Aufgaben:
#1 Schreib aus dem Text über Symposium und Konzerte die Stelle von "Sonntag, 20. August" bis "dem ganzen Dorf." Wort für Wort ab.
#2 Schreib den Text über Symposium und Konzerte nach seinem letzten Satz weiter.

Textauszug:
# # # # #
Von 11.00 bis 13.00 Komponisten-Symposium in der Konzerthalle mit Minoru Miki, Thüring Bräm, Daniel Womack aus Honolulu, seiner Schülerin Yoko Sato, dem Japaner Shuko Mizuno und Marty Regan als Übersetzer. Da treffen Welten treffen aufeinander! Verbindung zwischen Ost und West. Worldmusic? Am überzeugendsten ist Kammermusikalisches, wo Dialoge und auch die feinen, traditionellen Instrumente wie das Shakuhachi hörbar sind.
Am Nachmittag Probenarbeit. Um 19.30 Konzert mit dem Asia Ensemble.

Sonntag, 20. August 2006
Ab 9.00 Probe, ab 14.00 Generalprobe. Um 17.00 grosses Schlusskonzert mit allen Beteiligten. Galaparty und Abschlussfest mit dem ganzen Dorf.
# # # # #
Bereitgestelltes Material:
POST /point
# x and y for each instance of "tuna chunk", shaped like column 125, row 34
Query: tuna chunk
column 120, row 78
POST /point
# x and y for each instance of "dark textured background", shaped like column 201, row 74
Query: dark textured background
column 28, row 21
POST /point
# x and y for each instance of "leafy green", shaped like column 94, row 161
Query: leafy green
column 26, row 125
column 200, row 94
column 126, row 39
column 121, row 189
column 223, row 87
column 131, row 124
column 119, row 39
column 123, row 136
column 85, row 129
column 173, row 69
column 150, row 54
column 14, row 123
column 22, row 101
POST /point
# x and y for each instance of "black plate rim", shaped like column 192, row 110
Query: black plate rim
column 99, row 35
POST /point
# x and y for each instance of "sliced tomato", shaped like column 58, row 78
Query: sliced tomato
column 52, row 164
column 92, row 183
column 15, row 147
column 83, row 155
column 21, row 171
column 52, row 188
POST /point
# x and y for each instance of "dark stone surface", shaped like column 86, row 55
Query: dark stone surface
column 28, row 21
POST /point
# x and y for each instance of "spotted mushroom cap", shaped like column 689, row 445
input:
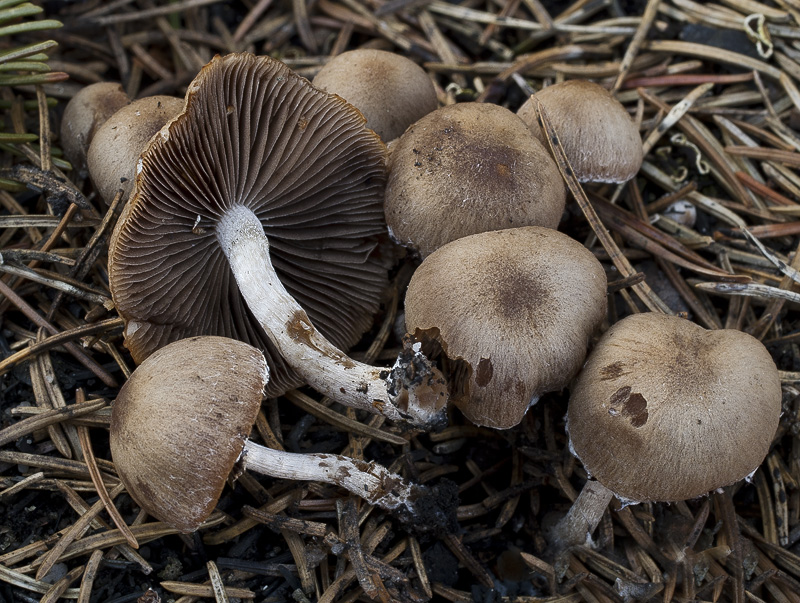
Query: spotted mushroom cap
column 513, row 311
column 665, row 410
column 391, row 90
column 116, row 145
column 89, row 109
column 467, row 168
column 180, row 423
column 256, row 134
column 599, row 137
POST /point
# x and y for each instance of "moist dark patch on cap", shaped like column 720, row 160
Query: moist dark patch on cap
column 631, row 406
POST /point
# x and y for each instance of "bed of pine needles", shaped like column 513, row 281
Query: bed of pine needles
column 715, row 88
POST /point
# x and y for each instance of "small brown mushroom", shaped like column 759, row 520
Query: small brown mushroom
column 599, row 138
column 468, row 168
column 114, row 152
column 665, row 410
column 89, row 109
column 180, row 424
column 513, row 311
column 390, row 90
column 256, row 215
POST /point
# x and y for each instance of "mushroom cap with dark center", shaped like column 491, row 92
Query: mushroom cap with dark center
column 390, row 90
column 253, row 133
column 89, row 109
column 116, row 145
column 665, row 410
column 513, row 311
column 599, row 137
column 467, row 168
column 180, row 423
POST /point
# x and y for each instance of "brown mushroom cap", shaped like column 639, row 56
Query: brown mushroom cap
column 665, row 410
column 389, row 89
column 175, row 456
column 465, row 169
column 599, row 137
column 84, row 114
column 114, row 152
column 254, row 134
column 513, row 311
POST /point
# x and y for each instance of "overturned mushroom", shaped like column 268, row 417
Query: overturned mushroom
column 665, row 410
column 468, row 168
column 115, row 147
column 599, row 137
column 181, row 421
column 263, row 168
column 513, row 311
column 390, row 90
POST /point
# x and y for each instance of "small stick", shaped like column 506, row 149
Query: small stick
column 48, row 417
column 34, row 316
column 85, row 592
column 75, row 531
column 94, row 472
column 649, row 15
column 643, row 290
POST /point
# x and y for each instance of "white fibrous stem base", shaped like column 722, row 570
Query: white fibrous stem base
column 412, row 390
column 576, row 527
column 370, row 481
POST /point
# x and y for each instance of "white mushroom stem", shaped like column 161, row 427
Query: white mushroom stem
column 581, row 520
column 370, row 481
column 412, row 390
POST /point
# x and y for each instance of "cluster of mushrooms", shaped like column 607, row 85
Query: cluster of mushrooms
column 253, row 250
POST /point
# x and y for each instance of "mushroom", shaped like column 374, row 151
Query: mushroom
column 116, row 145
column 465, row 169
column 180, row 424
column 665, row 410
column 89, row 109
column 600, row 139
column 512, row 311
column 262, row 167
column 390, row 90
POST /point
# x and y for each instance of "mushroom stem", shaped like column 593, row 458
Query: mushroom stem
column 577, row 525
column 370, row 481
column 413, row 390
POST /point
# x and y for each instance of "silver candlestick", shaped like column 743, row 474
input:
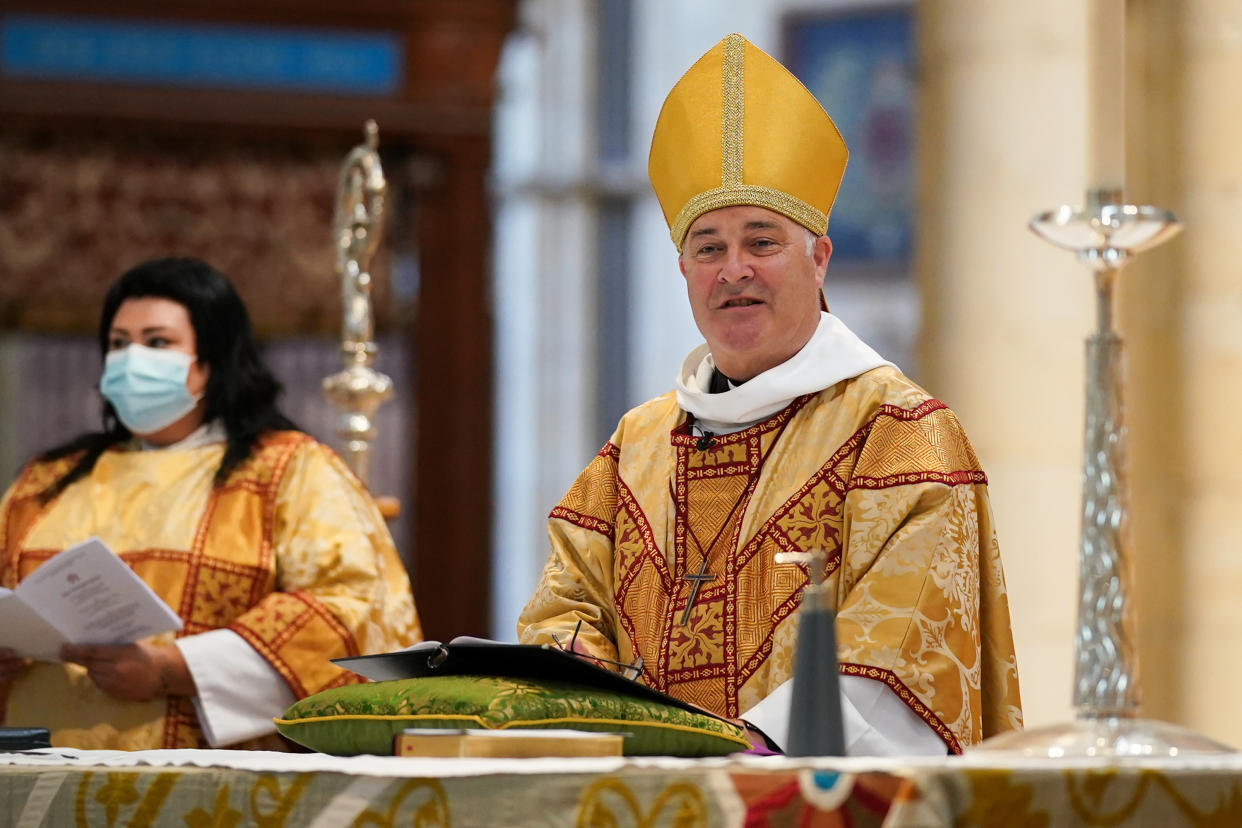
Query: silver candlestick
column 1104, row 235
column 358, row 390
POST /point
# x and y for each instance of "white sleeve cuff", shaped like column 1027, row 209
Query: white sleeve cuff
column 876, row 721
column 239, row 693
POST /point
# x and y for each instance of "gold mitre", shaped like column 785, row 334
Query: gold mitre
column 739, row 129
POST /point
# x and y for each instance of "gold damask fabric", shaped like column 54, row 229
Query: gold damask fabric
column 291, row 554
column 872, row 471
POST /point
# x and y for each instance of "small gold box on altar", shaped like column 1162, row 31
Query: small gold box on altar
column 506, row 744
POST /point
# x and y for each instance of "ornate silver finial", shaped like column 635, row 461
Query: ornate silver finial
column 358, row 390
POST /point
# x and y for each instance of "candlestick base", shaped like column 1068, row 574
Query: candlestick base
column 1109, row 736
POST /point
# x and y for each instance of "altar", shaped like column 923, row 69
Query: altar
column 199, row 788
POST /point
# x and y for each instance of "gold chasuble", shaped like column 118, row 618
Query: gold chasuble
column 871, row 471
column 291, row 554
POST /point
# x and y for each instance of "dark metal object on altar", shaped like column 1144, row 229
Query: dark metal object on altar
column 815, row 719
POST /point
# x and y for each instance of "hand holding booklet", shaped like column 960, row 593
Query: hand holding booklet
column 85, row 595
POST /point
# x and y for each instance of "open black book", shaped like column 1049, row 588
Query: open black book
column 466, row 656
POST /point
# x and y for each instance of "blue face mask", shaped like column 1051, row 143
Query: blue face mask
column 147, row 386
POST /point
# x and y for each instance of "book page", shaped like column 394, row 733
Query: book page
column 24, row 632
column 92, row 597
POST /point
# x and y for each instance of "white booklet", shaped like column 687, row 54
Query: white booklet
column 85, row 595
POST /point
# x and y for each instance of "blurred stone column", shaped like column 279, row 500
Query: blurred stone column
column 1005, row 315
column 1001, row 96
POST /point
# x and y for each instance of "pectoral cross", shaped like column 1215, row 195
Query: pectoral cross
column 697, row 580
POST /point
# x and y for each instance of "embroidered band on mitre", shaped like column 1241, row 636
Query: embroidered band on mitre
column 739, row 129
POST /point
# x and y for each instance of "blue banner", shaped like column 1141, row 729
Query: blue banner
column 200, row 55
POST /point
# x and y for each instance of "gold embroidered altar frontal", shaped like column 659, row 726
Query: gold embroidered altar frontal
column 260, row 788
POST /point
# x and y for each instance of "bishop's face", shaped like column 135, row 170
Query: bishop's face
column 754, row 287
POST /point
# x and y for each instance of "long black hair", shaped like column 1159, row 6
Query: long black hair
column 241, row 391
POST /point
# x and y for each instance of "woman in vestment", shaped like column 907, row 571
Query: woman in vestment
column 266, row 545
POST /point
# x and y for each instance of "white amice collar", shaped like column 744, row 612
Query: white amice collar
column 832, row 354
column 205, row 435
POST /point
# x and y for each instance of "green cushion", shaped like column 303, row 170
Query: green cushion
column 364, row 718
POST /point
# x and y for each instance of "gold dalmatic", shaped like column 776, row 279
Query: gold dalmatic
column 873, row 472
column 290, row 553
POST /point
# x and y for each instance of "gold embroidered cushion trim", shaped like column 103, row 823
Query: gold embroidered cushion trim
column 365, row 718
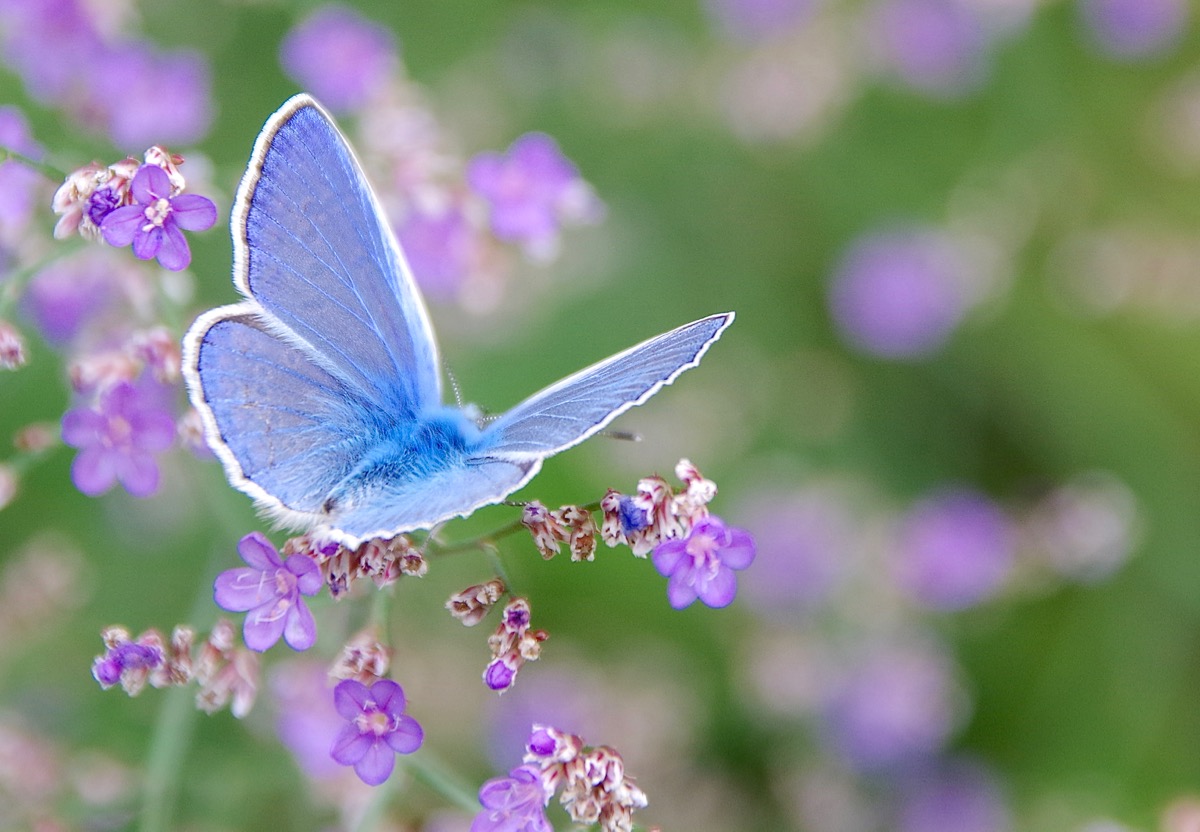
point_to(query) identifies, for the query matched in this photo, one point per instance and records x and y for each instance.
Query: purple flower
(900, 294)
(130, 656)
(514, 803)
(268, 591)
(379, 729)
(18, 183)
(753, 19)
(442, 250)
(340, 57)
(153, 225)
(701, 566)
(1134, 29)
(892, 708)
(954, 550)
(963, 796)
(148, 96)
(119, 438)
(934, 46)
(531, 191)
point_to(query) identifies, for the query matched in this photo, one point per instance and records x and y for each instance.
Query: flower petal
(174, 255)
(388, 696)
(193, 211)
(376, 765)
(351, 698)
(351, 744)
(719, 590)
(681, 592)
(407, 736)
(667, 556)
(121, 225)
(93, 471)
(150, 183)
(148, 243)
(82, 428)
(300, 629)
(258, 552)
(241, 590)
(263, 627)
(138, 473)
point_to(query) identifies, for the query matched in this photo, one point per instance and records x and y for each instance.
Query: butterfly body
(321, 391)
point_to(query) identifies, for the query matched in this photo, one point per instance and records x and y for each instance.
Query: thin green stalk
(48, 171)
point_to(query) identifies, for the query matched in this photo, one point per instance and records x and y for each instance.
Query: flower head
(532, 190)
(514, 803)
(154, 223)
(340, 55)
(701, 566)
(378, 729)
(268, 590)
(118, 440)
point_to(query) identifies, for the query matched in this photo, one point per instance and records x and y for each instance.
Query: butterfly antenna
(622, 435)
(454, 383)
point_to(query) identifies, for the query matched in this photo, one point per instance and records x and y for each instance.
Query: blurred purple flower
(753, 19)
(153, 225)
(442, 250)
(961, 796)
(893, 708)
(18, 183)
(340, 57)
(268, 590)
(804, 543)
(701, 566)
(149, 96)
(514, 803)
(531, 191)
(64, 295)
(307, 722)
(379, 729)
(937, 47)
(954, 550)
(900, 294)
(1134, 29)
(119, 438)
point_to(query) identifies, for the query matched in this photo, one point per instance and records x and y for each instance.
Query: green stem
(429, 770)
(48, 171)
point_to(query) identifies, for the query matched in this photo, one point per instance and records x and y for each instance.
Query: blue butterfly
(321, 391)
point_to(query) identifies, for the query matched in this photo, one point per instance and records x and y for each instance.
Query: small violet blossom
(701, 566)
(340, 57)
(153, 225)
(514, 803)
(268, 590)
(531, 191)
(119, 438)
(378, 729)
# # # # #
Lösungen:
#1
Sonntag, 20. August 2006
Ab 9.00 Probe, ab 14.00 Generalprobe. Um 17.00 grosses Schlusskonzert mit allen Beteiligten. Galaparty und Abschlussfest mit dem ganzen Dorf.

#2
 

Das internationale Hokutofestival war ein Grosserfolg, mit vielen Besucherinnen und Besuchern aus Tokyo und Umgebung. Die Gastfreundlichkeit und Herzlichkeit der Japaner hat uns einmal mehr tief beeindruckt. In England ist es die Gestalt des Gentleman, in Japan das Bushido (die edle Haltung des Samurai).
Sayonara!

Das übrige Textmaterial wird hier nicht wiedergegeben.